::: Tekst
Jeffrey G. Sachs pamiętany jest w Polsce z jego współautorstwa terapii szokowej, którą wprowadzał pod jego dyktando Leszek Balcerowicz. Dziś amerykański ekonomista prezentuje zupełnie inne poglądy.
Właśnie w Projekcie Syndicate ukazał się jego artykuł, w którym druzgocącej krytyce poddaje sens istnienia G-7.
G-7 jest wydmuszką
Sachs jest zdania, że szczyt G-7, który odbył się w Kornwalii, powinien być ostatnim. Ekonomista uważa, że grupa państw tworzących G-7 nie jest reprezentatywna dla gospodarki światowej (pisał o tym też w polskiej prasie prof. Grzegorz Kołodko) i składa gromkie obietnice bez pokrycia.
Sach twierdzi, że można było ten szczyt odbyć w formule on-line. Pozwoliłoby to zaoszczędzić koszty całej logistyki, uniknąć niszczącego wpływu na środowisko przelotów samolotami. Na szczycie „nie było niczego, czego nie można byłoby osiągnąć poprzez Zoom taniej i łatwiej”, pisze Sachs. Już bardziej znaczące było spotkanie 40 światowych przywódców w kwietniu, w sprawie klimatu. I skąd pomysł, że G-7 jest ważniejsza, skoro wytwarza jedynie 30 proc. światowej produkcji, a G-20 aż 81 proc. G-7, uważa Sachs, miał znaczenie jeszcze w latach siedemdziesiątych, kiedy członkowie dominowały w gospodarce światowej.
Puste obietnice
Oczywiście, pisze Jeffrey Sachs, szczyt G-20 też nie jest idealny, ponieważ pomija kraje mniejsze i biedniejsze, pomija też Unię Afrykańską jako pełnoprawnego członka, ale i tak jego decyzje są ważniejsze dla światowej gospodarki niż G-7. Nawet spotkanie UE-G7 mogą osiągnąć więcej niż sam szczyt.
::::::
::: Zbiór danych
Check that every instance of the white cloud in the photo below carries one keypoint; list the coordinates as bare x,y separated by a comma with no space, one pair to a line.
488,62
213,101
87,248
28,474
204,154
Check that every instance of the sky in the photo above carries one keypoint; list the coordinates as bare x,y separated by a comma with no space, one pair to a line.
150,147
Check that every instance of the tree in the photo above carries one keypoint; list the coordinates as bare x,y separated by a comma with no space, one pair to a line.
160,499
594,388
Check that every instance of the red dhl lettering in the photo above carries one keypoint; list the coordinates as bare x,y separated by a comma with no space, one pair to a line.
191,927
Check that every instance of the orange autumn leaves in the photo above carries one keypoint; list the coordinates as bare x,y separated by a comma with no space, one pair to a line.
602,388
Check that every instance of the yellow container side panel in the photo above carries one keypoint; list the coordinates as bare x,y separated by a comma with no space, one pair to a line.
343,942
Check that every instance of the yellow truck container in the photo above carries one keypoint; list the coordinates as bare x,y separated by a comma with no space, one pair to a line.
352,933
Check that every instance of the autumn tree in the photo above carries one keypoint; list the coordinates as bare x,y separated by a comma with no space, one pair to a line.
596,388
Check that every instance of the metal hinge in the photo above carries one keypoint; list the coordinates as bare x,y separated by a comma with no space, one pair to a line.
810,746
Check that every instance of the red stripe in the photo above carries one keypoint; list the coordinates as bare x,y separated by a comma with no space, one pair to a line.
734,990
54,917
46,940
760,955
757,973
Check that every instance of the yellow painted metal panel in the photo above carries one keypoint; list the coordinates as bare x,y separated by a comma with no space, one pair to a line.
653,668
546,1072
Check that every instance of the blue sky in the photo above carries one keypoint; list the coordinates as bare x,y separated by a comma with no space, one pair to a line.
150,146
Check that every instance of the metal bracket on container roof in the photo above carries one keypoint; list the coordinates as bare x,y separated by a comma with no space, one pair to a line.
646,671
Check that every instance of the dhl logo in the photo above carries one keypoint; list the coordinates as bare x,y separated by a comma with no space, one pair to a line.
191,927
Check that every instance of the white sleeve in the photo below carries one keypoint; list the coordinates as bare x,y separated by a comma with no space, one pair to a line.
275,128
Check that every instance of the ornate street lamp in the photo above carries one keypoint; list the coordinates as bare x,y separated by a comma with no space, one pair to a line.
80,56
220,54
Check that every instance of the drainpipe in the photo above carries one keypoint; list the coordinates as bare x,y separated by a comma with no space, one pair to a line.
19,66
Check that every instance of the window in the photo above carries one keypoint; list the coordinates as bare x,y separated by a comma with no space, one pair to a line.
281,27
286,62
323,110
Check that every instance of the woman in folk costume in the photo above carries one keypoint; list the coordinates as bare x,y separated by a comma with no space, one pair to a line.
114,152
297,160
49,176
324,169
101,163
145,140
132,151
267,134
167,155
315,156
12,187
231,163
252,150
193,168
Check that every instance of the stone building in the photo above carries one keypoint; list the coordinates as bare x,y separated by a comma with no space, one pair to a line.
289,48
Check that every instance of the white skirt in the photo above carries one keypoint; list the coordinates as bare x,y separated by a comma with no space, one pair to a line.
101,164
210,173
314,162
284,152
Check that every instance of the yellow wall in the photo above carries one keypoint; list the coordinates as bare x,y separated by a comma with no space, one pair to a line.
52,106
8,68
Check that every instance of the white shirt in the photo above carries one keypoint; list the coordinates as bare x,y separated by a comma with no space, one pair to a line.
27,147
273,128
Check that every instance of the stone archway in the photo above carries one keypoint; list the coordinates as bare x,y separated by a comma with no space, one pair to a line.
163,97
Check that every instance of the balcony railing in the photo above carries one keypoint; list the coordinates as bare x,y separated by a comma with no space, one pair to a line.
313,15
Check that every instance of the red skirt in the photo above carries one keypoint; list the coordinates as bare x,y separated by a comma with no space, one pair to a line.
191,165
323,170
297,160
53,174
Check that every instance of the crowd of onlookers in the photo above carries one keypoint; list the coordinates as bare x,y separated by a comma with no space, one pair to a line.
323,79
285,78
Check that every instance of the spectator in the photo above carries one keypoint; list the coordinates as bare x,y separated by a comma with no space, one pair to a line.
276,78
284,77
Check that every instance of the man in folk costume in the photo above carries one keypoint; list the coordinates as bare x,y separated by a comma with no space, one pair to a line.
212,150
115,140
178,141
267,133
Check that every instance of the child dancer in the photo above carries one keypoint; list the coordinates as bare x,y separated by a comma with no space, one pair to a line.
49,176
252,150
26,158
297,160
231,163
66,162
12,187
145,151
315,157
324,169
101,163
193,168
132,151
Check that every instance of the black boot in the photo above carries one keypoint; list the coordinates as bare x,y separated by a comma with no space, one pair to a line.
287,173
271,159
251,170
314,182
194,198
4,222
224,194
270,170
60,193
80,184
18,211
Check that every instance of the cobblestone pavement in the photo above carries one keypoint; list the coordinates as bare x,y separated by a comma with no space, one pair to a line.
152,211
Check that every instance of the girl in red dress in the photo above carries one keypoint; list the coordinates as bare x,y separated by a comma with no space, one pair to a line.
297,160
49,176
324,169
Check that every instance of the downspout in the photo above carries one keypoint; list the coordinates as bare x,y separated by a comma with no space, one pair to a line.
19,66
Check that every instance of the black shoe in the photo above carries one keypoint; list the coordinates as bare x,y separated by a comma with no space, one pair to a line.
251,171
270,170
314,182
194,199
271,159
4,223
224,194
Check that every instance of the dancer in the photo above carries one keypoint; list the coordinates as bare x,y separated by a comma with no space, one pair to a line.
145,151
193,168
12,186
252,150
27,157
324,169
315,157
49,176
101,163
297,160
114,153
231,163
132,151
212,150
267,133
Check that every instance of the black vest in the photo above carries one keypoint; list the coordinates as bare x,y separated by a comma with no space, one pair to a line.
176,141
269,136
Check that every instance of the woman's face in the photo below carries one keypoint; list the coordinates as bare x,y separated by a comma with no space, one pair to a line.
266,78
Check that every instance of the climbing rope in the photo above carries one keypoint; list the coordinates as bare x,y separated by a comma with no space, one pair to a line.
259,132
::::::
= Zadania do wykonania =
1 > Odpowiedz na pytania do tekstu o krytyce G-7:
(a) Gdzie odbył się szczyt G-7, który według Sachsa powinien być ostatnim?
(b) Jaki odsetek światowej produkcji wytwarza G-20?
(c) Jakiej organizacji G-20 nie uwzględnia jako pełnoprawnego członka?
2 > Przepisz z tekstu o krytyce G-7 fragment od słów „Sach twierdzi, że” do słów „w gospodarce światowej.”.

= Odpowiedzi do zadań =
1 >
(a) W Kornwalii.
(b) 81 proc.
(c) Unii Afrykańskiej.

2 >
Sach twierdzi, że można było ten szczyt odbyć w formule on-line. Pozwoliłoby to zaoszczędzić koszty całej logistyki, uniknąć niszczącego wpływu na środowisko przelotów samolotami. Na szczycie „nie było niczego, czego nie można byłoby osiągnąć poprzez Zoom taniej i łatwiej”, pisze Sachs. Już bardziej znaczące było spotkanie 40 światowych przywódców w kwietniu, w sprawie klimatu. I skąd pomysł, że G-7 jest ważniejsza, skoro wytwarza jedynie 30 proc. światowej produkcji, a G-20 aż 81 proc. G-7, uważa Sachs, miał znaczenie jeszcze w latach siedemdziesiątych, kiedy członkowie dominowały w gospodarce światowej.